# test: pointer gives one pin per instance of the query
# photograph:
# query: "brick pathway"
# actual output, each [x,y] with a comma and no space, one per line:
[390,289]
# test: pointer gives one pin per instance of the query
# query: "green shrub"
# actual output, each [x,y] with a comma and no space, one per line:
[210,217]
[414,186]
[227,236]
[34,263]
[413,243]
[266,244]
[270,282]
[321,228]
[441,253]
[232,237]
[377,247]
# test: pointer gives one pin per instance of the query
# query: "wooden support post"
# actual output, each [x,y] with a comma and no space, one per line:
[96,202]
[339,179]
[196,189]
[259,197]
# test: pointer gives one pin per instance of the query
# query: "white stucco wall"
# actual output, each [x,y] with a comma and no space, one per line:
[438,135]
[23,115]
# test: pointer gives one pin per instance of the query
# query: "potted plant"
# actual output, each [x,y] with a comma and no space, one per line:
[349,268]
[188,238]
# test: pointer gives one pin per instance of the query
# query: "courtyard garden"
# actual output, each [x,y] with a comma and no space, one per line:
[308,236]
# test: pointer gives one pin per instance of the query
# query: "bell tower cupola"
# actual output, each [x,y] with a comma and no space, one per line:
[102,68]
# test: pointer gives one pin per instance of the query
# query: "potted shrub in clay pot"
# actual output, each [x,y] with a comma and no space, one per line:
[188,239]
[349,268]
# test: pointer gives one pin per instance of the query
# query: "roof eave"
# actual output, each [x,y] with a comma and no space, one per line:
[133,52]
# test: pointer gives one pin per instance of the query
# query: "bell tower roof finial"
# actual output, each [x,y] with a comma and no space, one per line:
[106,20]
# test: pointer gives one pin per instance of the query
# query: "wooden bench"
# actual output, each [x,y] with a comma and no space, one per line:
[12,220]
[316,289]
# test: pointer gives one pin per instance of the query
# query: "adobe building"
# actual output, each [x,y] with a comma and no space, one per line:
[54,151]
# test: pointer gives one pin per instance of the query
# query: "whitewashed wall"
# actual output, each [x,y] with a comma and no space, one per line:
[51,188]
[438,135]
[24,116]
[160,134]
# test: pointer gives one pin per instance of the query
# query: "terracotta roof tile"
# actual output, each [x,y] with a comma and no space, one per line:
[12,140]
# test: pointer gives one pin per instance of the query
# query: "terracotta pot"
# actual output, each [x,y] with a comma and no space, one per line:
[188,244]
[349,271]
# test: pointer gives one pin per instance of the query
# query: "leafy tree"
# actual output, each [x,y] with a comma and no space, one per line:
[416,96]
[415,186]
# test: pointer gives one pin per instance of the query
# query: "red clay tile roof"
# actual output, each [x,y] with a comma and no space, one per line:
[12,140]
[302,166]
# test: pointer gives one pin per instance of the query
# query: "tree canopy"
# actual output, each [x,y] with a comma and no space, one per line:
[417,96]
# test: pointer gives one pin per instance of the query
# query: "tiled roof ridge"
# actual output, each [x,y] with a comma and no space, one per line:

* * * * * * *

Search the records for the string "shrub" and, wherever a line contains it, please copy that line.

* [SOLVED EXERCISE]
# query: "green shrub"
# query: "potted shrub in clay pot"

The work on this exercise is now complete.